* [AVAILABLE DATA]
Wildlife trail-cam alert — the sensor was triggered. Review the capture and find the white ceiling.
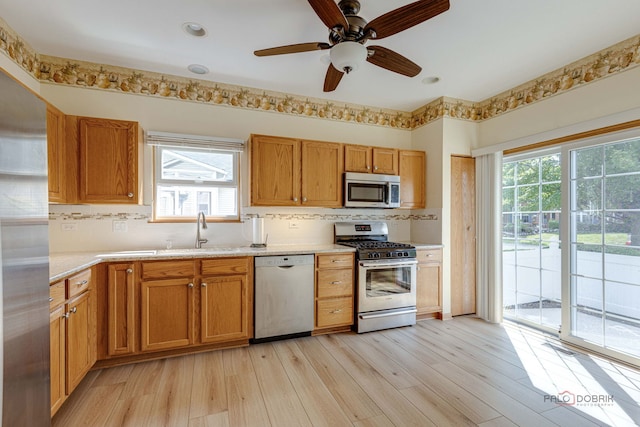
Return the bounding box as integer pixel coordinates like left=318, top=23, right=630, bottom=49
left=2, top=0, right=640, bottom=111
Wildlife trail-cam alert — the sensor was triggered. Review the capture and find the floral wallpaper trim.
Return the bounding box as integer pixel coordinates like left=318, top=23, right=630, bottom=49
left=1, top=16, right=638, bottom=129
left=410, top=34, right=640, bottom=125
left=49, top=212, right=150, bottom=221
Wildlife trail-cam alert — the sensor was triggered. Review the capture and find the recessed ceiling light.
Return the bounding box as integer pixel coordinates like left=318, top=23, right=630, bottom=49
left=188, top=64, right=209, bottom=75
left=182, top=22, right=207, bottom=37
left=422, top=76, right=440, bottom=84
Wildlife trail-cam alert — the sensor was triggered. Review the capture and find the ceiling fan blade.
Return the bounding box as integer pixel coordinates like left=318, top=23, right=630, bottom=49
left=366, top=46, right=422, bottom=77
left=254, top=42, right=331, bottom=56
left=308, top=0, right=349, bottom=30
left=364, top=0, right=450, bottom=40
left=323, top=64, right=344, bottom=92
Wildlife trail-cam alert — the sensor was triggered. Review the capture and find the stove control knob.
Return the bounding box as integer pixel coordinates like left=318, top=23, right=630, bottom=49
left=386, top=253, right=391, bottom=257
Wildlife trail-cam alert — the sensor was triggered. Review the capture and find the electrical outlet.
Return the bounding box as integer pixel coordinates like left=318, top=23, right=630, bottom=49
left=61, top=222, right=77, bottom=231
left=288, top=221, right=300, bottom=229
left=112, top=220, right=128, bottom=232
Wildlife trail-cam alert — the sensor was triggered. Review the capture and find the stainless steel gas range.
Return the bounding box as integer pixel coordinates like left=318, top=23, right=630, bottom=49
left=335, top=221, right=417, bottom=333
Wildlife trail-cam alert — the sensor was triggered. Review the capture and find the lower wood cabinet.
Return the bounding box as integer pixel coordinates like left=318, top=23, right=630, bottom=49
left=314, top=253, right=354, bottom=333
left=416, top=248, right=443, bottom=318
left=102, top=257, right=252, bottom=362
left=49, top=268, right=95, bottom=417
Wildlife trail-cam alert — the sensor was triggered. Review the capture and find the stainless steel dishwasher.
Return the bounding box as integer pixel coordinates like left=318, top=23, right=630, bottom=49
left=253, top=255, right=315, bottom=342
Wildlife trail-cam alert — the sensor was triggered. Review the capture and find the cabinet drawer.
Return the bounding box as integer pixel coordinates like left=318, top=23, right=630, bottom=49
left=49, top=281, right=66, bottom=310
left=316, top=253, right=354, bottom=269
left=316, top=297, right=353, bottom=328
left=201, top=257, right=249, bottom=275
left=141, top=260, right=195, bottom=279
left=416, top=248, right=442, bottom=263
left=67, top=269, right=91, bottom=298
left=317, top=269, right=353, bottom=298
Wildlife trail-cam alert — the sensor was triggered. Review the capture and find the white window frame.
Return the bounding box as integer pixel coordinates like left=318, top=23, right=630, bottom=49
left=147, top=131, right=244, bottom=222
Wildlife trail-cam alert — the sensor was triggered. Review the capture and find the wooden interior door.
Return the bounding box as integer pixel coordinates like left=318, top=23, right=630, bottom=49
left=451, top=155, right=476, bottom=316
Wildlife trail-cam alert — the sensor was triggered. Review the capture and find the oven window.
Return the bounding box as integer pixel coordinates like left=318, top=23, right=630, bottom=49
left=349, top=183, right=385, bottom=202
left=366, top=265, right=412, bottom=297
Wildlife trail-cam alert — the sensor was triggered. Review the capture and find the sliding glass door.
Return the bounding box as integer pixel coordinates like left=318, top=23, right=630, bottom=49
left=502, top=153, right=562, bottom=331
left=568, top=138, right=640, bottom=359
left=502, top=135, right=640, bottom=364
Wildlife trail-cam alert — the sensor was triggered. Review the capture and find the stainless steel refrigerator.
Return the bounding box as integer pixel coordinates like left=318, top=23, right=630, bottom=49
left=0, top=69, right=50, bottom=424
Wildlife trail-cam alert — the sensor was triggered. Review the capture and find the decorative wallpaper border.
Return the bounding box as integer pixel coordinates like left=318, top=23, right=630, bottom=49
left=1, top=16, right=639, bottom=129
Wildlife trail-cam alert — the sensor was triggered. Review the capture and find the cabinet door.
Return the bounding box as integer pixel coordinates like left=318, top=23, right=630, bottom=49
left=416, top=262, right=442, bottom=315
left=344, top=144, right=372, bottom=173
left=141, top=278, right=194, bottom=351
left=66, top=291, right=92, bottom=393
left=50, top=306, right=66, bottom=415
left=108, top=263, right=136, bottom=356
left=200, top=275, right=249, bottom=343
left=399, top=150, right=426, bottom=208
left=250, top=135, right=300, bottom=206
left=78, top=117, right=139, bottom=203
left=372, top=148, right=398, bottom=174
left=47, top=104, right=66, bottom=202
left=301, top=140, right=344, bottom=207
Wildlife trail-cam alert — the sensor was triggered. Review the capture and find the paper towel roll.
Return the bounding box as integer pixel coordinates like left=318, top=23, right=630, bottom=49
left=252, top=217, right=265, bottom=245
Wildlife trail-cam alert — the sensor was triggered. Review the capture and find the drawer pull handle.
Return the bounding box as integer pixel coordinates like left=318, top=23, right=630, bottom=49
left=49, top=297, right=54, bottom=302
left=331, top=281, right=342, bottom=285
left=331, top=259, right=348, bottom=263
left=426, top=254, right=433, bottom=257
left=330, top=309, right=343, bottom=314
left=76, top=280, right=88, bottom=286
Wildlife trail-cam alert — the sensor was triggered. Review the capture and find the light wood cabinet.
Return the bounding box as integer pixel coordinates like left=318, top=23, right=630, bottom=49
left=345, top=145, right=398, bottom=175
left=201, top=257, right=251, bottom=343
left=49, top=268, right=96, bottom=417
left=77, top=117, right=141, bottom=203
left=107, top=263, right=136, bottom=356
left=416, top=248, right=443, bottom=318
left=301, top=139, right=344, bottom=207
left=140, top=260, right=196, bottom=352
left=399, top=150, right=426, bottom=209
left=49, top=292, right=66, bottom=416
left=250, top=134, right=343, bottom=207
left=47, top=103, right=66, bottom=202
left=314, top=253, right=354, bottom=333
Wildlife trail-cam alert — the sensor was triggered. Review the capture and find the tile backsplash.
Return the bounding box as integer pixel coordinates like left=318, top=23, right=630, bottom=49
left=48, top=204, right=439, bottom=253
...
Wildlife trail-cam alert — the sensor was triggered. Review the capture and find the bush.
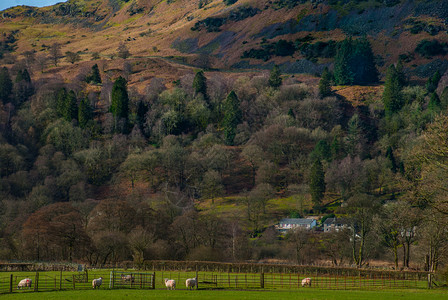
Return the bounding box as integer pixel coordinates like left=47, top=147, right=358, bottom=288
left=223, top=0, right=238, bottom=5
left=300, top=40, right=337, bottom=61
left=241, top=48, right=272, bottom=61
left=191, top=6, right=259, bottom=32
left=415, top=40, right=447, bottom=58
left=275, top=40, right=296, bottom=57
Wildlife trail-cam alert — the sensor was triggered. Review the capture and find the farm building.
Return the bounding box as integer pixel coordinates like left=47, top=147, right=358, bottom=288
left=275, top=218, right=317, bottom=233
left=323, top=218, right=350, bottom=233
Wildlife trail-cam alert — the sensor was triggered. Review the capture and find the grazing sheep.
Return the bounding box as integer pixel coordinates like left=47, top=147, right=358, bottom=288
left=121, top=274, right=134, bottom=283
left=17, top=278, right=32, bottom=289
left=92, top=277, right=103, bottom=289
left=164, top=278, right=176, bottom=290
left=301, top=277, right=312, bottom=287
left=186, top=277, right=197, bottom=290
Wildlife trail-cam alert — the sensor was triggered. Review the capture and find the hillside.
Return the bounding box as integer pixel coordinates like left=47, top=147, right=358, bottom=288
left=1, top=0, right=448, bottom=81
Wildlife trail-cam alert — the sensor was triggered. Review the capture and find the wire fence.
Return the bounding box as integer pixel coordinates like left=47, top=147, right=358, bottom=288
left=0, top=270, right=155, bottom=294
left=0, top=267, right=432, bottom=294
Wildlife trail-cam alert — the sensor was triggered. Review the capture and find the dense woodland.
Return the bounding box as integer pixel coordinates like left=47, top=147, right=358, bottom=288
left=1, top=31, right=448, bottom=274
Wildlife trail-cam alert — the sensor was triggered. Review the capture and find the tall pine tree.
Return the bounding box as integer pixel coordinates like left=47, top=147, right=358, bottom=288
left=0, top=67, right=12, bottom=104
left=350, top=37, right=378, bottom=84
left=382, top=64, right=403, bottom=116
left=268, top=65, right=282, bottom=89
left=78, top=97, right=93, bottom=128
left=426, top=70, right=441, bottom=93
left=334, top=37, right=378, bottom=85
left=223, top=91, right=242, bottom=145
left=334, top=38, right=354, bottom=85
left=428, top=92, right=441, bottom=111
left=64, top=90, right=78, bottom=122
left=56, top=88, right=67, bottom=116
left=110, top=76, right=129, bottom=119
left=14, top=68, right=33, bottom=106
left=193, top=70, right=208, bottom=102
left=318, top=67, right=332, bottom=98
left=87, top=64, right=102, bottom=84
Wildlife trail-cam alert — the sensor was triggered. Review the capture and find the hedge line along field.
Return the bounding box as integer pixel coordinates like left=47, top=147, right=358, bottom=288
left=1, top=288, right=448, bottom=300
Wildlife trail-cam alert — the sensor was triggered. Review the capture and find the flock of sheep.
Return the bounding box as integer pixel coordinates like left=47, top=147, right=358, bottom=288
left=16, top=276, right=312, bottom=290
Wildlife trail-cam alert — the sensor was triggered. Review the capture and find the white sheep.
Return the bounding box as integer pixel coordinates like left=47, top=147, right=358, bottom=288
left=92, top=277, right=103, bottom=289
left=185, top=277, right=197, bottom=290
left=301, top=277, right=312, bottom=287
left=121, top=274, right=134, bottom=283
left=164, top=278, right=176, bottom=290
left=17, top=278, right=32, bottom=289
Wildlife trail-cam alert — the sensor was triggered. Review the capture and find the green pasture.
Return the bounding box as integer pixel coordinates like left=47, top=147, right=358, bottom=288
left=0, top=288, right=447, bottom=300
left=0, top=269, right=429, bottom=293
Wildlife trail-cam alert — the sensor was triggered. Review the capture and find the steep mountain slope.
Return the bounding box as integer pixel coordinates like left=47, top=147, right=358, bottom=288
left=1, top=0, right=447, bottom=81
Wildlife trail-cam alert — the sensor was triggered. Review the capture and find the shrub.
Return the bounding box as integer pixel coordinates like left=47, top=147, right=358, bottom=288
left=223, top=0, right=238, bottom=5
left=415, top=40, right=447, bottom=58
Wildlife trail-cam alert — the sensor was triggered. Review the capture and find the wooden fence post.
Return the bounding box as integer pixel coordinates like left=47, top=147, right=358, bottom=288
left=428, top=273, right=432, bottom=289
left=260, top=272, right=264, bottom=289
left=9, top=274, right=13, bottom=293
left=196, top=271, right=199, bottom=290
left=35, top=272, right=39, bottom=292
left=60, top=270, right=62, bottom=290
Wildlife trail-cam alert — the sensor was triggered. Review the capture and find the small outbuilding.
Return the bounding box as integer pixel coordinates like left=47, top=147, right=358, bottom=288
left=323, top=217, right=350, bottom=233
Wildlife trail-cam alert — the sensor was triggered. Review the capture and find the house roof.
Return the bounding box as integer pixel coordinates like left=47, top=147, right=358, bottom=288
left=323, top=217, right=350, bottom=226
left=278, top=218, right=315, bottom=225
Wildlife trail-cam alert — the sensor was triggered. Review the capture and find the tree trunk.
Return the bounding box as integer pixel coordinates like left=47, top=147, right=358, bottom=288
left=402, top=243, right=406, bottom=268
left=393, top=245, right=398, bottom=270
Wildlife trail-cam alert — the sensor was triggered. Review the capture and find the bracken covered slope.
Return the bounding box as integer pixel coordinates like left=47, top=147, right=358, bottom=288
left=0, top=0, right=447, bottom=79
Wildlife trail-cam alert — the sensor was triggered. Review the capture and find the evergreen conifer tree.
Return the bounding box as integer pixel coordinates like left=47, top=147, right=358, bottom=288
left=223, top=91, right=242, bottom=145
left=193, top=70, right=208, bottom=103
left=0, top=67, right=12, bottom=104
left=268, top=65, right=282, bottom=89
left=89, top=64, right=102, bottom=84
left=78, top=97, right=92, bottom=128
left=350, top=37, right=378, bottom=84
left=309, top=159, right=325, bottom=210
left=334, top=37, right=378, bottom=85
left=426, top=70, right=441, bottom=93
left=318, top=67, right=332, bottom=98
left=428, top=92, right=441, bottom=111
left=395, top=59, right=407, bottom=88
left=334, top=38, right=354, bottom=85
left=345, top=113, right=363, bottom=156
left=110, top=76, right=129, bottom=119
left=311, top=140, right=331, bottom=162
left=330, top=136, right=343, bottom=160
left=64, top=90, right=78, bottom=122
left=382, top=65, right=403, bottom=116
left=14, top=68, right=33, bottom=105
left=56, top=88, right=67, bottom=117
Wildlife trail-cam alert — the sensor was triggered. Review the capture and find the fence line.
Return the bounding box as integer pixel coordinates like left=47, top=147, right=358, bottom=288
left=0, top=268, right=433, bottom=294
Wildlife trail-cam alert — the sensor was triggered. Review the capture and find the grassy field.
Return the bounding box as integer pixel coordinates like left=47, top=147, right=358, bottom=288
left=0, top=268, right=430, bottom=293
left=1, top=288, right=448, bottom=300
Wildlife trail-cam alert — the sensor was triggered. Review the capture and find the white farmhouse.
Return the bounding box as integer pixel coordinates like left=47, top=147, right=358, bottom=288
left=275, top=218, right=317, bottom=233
--
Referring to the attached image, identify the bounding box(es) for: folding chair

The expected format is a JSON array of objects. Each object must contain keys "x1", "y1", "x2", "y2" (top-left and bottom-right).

* [TASK DETAILS] For the material above, give again only the lines starting at the line that contains "the white ceiling." and ending at the line that contains "floral wallpaper trim.". Pictures do not belong in the copy.

* [RESULT FOR THIS EXERCISE]
Wildlife trail-cam alert — the sensor was triggered. Review the capture and find the white ceiling.
Return the bounding box as integer pixel coordinates like left=318, top=23, right=630, bottom=49
left=2, top=0, right=640, bottom=111
Wildlife trail-cam alert — the sensor was triggered. Review the capture and find the floral wallpaper trim.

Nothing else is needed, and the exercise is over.